## Task description
Render the records below, starting at the line containing "Each instance of the shrub" and ending at the line containing "495], [317, 495]]", as a two-column CSV with the columns "request" and "outlines". Each request goes in its own row, with its text and its answer each in one quoted field and line breaks turned into spaces.

## Data records

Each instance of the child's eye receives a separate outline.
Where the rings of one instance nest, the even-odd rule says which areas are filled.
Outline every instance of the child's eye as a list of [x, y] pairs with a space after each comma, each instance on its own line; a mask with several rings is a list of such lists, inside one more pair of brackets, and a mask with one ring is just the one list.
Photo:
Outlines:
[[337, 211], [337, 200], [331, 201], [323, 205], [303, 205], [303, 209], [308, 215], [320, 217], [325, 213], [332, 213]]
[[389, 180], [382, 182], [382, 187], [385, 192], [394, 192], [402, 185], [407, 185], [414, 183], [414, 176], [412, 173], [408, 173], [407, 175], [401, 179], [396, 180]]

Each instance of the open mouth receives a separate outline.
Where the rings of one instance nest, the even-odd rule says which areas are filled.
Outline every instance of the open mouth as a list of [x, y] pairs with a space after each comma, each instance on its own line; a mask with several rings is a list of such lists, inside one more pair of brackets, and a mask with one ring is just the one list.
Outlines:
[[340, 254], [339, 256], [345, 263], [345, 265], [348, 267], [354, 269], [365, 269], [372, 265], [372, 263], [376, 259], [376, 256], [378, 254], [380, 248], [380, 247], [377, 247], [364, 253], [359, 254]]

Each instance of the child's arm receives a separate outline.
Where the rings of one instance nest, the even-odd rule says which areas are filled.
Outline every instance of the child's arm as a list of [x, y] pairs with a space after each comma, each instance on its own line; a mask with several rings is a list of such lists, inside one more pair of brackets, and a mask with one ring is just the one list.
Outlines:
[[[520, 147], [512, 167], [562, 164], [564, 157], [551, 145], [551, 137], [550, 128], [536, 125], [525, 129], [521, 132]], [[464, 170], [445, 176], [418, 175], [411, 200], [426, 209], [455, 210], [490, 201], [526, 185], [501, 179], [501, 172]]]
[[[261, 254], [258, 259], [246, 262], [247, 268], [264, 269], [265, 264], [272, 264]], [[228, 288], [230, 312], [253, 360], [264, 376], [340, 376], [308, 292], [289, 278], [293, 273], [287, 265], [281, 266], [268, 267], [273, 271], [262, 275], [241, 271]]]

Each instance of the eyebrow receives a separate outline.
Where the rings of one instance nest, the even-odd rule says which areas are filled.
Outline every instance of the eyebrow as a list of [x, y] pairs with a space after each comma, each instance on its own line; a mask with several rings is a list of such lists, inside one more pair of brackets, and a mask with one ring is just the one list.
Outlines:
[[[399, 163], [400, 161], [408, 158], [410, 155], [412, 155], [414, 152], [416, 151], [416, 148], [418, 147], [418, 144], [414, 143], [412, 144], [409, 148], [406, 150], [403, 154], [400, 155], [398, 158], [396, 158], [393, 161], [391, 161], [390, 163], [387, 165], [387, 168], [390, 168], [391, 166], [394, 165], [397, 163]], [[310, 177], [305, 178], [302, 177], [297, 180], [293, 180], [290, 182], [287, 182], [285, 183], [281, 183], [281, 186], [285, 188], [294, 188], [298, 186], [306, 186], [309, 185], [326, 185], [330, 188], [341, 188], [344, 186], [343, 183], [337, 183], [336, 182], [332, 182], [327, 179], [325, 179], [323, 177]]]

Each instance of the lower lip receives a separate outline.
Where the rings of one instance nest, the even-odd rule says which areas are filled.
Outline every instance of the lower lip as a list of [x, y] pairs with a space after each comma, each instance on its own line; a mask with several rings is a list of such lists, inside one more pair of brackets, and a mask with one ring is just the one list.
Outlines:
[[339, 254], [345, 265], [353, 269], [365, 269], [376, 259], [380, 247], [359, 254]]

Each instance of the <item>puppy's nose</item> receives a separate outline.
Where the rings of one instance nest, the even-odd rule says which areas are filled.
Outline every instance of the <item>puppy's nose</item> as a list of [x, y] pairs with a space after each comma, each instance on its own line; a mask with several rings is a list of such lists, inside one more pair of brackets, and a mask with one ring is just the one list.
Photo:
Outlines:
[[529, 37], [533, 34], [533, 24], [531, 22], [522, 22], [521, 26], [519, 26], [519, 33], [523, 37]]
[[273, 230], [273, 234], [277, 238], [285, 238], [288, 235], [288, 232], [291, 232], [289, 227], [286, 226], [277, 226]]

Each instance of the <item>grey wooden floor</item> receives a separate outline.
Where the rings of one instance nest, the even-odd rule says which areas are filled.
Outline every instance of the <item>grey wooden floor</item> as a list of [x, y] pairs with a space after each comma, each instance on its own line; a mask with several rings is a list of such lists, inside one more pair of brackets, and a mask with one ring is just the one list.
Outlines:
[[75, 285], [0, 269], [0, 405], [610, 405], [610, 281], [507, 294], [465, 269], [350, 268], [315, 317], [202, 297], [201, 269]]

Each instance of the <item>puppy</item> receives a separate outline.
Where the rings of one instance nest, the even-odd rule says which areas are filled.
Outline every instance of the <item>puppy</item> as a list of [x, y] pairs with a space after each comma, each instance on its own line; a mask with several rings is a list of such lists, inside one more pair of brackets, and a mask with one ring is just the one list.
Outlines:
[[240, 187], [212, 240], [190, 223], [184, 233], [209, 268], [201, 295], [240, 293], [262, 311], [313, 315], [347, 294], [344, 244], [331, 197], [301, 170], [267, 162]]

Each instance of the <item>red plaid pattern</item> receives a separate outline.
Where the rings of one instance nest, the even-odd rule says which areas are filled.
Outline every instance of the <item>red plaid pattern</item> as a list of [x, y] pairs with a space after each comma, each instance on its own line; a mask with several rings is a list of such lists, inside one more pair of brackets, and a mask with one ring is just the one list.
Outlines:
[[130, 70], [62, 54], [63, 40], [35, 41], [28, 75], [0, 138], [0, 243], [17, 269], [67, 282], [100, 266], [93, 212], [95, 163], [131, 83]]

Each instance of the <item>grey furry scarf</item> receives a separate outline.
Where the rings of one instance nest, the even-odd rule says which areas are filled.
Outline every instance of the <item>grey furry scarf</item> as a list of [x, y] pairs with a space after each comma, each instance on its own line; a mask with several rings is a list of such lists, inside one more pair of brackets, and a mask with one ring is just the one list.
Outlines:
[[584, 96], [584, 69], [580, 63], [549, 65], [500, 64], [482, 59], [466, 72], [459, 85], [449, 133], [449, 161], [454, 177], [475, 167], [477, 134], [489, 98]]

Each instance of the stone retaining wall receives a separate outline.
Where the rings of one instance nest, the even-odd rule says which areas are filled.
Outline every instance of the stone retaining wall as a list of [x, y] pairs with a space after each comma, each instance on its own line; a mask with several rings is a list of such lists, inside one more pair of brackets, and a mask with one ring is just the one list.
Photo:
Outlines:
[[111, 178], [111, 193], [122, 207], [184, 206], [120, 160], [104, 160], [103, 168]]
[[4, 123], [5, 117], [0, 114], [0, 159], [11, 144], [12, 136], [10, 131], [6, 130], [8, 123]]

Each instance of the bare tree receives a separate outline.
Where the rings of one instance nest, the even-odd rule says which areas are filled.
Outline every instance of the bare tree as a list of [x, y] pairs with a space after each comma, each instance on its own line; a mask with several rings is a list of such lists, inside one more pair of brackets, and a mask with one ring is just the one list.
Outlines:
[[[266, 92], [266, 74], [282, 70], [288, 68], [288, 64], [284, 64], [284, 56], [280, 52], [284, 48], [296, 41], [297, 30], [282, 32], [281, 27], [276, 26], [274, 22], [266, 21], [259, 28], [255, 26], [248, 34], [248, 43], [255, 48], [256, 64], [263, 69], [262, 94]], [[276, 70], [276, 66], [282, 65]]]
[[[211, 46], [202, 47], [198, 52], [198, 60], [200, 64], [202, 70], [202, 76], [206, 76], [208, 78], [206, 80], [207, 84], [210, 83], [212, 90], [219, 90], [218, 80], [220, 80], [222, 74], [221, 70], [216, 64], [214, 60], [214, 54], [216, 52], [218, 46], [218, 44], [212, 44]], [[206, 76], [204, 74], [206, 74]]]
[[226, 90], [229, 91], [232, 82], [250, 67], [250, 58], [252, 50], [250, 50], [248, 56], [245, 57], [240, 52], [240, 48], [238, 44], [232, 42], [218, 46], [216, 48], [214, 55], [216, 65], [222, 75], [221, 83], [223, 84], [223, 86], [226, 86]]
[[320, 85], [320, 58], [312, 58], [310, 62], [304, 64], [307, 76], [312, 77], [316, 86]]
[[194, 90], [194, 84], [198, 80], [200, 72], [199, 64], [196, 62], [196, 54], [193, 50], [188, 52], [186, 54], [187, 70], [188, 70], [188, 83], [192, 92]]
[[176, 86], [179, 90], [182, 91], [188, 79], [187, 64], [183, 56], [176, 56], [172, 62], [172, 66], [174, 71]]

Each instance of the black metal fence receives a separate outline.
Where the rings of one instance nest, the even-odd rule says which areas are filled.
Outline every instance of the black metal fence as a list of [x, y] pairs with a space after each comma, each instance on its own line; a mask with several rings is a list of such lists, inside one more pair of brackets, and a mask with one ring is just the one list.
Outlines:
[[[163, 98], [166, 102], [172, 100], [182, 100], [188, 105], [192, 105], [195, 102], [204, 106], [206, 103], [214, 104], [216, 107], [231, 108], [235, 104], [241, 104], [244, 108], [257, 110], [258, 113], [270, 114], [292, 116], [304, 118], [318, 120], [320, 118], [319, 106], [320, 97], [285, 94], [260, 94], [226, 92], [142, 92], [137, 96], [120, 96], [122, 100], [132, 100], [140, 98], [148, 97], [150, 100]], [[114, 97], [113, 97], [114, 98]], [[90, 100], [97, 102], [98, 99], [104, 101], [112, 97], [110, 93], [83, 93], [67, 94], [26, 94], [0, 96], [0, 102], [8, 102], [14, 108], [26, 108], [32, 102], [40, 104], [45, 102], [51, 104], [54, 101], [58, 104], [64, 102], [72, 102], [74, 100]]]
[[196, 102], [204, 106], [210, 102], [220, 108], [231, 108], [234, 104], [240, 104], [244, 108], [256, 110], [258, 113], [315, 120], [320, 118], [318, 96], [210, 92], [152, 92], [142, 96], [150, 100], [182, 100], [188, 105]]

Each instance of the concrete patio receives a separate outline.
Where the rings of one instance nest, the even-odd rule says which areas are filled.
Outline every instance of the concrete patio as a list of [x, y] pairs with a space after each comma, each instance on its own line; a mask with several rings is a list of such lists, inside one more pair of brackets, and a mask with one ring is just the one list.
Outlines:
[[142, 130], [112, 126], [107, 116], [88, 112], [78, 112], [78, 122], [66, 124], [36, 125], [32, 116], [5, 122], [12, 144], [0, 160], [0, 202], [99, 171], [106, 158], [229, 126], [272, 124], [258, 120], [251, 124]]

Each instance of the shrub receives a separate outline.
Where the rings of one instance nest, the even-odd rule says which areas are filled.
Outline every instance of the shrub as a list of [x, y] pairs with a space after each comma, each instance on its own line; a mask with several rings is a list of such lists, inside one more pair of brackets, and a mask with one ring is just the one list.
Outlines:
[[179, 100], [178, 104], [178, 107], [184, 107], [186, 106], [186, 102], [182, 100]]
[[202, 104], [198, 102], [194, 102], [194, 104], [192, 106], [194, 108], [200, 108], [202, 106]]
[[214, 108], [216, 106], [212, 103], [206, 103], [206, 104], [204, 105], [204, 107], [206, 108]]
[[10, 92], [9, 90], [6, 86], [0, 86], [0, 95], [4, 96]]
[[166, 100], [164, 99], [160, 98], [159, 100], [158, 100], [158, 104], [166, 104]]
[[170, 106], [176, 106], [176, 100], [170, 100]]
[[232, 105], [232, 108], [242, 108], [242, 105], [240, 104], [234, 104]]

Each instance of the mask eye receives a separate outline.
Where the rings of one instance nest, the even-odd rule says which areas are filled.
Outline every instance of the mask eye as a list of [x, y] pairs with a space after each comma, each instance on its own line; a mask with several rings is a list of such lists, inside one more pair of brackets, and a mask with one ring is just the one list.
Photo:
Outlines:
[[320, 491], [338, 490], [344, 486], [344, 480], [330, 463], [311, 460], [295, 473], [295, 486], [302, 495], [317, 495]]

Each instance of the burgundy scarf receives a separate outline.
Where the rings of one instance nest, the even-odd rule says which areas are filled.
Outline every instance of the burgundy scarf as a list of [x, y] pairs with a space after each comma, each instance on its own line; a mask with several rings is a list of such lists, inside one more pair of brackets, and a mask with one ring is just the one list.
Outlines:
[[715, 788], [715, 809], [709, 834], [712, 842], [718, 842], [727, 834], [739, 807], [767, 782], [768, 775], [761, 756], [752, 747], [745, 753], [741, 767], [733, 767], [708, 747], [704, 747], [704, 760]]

## Final answer
request,outlines
"Each instance of the shrub receives a separate outline. Where the rings of one instance nest, the even-odd rule says which areas are filled. Outline every instance of the shrub as a list of [x, y] pairs with a space after each comma, each instance on its own line; a mask with several rings is a list of such lists, inside one more pair of brackets, and a mask with one ring is just the one list. Outlines:","[[179, 100], [178, 104], [178, 107], [184, 107], [186, 106], [186, 102], [182, 100]] [[202, 104], [198, 102], [194, 102], [194, 104], [192, 106], [194, 108], [200, 108], [202, 106]] [[214, 108], [216, 106], [212, 103], [206, 103], [206, 104], [204, 105], [204, 107], [206, 108]] [[10, 92], [9, 90], [6, 86], [0, 86], [0, 95], [4, 96]] [[166, 100], [164, 99], [160, 98], [159, 100], [158, 100], [158, 104], [166, 104]] [[170, 106], [176, 106], [176, 100], [170, 100]] [[232, 105], [232, 108], [242, 108], [242, 105], [240, 104], [234, 104]]"
"Each instance of the mask eye receives a separate outline. Where the rings of one instance nest, the even-odd rule says which areas are filled. Outline every instance of the mask eye as a list of [x, y] pairs with a space after each comma, each instance on its own line; a mask with several rings is a list of such lists, inside one more pair of brackets, and a mask with one ring is just the one list. Photo: Outlines:","[[320, 491], [338, 490], [344, 486], [344, 480], [330, 463], [311, 460], [295, 473], [295, 486], [302, 495], [317, 495]]"